** Opening PAGE EXCERPT block **

In the minds of happy people, the very first perception of that negative experience causes them to deal with it in a way that is more productive, in a way that causes their brain to release different chemical signals, that causes the strengthening of the neural pathways which help them to overcome their hardship.
As a result, over time, these individuals become mentally and emotionally stronger because they are, by good mental habits, building a brain that is built to overcome.
The unhappy person tends to be overwhelmed, flooded with sadness, anxiety, anger, feelings of helplessness and they focus on how bad they are feeling. This sends out different chemical signals, thus building and reinforcing the pathways that will make those thinking patterns more dominant and thus, situations harder to overcome.
I need to pause here to say that this should not be interpreted to mean that if a person is not happy it is their own fault. This is not about assigning blame. What it is, is a call to all of us to have an awareness of the mechanisms at work in our minds and to remember that although we can not avoid bad life experiences, we are not helpless to change how we deal with them.
The tools with which we might build a stronger mind however are not "found" they are not things which will be foisted upon us "making" us happy but rather are things in which we must take an active role.
In much the same way that we can not prevent all physical illnesses, we can still develop healthy habits to help us recover more quickly when we do get sick and we can make choices to avoid things we know will cause disease.
One last thing I want to mention. During my first job in customer service I attended a training on what “good customer service” is. The trainer talked about the importance of smiling at the guests and engaging them with an energetic welcoming attitude. I almost walked out thinking I was hired as a security guard and didn't realize being bubbly was part of the deal.
I've never been a "perky" person and it seemed fake to me. The trainer told me that research shows if you make yourself smile and behave in a friendly manner your brain will be convinced that you are experiencing a happy event and that by smiling you can actually make yourself happier. I didn't believe it, but I gave it a try and the fact is that acting happy does make you a happier person.

** Closing PAGE EXCERPT block **

◆ **BRIEF 1**: Copy the passage on happiness and the brain word for word from "I've never been" up to and including "a happier person.".
◆ **BRIEF 2**: Proceed with the passage on happiness and the brain, picking up right after its final sentence.
The records come from a separate source and are unrelated to the passage on happiness and the brain.

** Opening PROVIDED INFORMATION block **

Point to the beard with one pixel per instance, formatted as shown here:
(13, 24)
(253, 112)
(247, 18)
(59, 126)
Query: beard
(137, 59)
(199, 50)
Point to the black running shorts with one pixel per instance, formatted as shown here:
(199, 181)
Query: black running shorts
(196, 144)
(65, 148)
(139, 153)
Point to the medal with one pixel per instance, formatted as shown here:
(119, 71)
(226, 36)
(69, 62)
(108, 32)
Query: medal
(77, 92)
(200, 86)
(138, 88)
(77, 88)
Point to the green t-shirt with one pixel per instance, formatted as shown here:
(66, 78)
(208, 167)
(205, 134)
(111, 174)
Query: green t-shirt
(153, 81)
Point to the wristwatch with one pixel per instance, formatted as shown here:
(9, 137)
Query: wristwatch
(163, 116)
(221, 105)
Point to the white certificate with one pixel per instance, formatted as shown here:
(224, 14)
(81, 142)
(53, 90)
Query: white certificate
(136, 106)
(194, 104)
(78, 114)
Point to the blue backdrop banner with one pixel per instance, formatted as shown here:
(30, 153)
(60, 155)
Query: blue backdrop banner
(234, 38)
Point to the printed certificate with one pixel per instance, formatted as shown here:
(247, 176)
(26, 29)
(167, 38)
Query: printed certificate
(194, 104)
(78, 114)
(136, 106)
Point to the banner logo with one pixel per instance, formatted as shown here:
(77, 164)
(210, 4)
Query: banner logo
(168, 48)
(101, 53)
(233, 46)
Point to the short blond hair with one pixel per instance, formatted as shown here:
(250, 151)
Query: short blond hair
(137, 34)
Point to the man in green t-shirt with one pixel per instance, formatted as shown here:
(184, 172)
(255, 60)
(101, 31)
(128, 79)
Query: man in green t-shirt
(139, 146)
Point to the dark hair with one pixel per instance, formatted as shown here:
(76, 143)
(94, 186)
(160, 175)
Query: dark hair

** Closing PROVIDED INFORMATION block **

◆ **RESPONSE AREA 1**:
I've never been a "perky" person and it seemed fake to me. The trainer told me that research shows if you make yourself smile and behave in a friendly manner your brain will be convinced that you are experiencing a happy event and that by smiling you can actually make yourself happier. I didn't believe it, but I gave it a try and the fact is that acting happy does make you a happier person.

◆ **RESPONSE AREA 2**:
This “fake it until you make it” is only good as a starting point though. Cultivate a positive attitude by knowing that the first step on the path to happiness is realizing that you can't pick the events in life but you can decide how you will perceive them.
Just try this. The next time a negative situation happens in your life, when you feel that emotion rising up in you, the fear of being overwhelmed, say to yourself, "I will get past this." The idea is not to stop your feelings or repress them. That is not possible or healthy. Tell yourself you are going to feel it these emotions, but not let them seize control of you.
Once the waves of emotion begin to calm you will start to separate the feelings, anger, grief, shock, hurt, etc. This is where you can choose the direction you will take. If you focus on the angry feelings, those connections will become stronger and every moment you focus on it is a reinforcing of that thought pattern. Anger changes nothing about the situation. It is cyclical. It won't move you past the experience to a place of healing.
Likewise grief, though a necessary feeling to have, doesn't move you forward. As you allow yourself to feel these feelings, you have to try and find a positive to focus on to keep balance. As time moves on, you will tip the balance back to the positive. Just like physical therapy after an injury, it will be slow and hard at first but you will feel you are on a path to recovery.
With each event life throws at you, these mental exercises with create a stronger more positive brain.
I hope something in this article helps you onto a happier path.